Directions:
Begin at the line that has "target | ceiling vent" and continue through the end of the records, writing every line out again with its requests. Rescale each point coordinate by multiplying it by 0.45 and rounding to a whole number, with halves rounding up.

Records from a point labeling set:
§

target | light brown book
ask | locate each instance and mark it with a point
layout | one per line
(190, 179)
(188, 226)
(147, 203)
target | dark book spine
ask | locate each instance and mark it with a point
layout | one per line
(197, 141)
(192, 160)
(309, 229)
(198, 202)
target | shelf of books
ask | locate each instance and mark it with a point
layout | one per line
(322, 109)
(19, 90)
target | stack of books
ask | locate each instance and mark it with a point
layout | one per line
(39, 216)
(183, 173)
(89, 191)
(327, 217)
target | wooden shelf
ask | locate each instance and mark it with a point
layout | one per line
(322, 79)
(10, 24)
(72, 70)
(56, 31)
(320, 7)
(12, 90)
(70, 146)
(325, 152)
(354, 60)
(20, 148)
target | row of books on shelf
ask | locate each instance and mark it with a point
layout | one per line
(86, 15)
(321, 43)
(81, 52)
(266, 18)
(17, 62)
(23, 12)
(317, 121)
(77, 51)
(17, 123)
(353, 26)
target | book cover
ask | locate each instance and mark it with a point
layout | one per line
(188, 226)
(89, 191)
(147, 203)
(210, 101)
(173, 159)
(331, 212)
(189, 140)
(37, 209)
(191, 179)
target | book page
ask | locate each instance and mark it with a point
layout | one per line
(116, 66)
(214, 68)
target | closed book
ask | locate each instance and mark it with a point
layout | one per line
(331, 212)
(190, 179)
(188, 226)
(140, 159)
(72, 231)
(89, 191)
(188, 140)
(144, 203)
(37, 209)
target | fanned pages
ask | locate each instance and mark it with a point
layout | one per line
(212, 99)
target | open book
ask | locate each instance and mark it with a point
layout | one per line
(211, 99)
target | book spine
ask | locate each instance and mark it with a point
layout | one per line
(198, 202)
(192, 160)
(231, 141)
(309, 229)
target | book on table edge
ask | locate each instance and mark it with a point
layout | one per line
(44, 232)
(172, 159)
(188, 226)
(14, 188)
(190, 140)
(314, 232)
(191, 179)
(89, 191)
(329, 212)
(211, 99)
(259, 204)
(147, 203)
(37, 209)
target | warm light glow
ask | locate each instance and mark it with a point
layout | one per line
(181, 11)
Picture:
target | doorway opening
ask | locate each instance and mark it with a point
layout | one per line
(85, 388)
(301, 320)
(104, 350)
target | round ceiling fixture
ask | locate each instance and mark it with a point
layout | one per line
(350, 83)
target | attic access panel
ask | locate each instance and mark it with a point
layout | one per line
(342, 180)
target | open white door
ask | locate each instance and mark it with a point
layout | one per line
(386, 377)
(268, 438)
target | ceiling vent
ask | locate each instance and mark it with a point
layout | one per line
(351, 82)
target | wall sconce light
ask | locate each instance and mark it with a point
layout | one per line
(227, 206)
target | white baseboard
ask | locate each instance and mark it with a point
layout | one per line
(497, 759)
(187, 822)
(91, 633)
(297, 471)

§

Response to the exercise:
target | ceiling vent
ask | locate each instance and mark it with a point
layout | one per line
(158, 37)
target | wall sconce light
ask | locate each instance and mark it with a point
layout | one per line
(102, 93)
target | white baseboard
ask | locate each instance and mark it with a point
layout | one per line
(224, 342)
(84, 370)
(41, 285)
(134, 212)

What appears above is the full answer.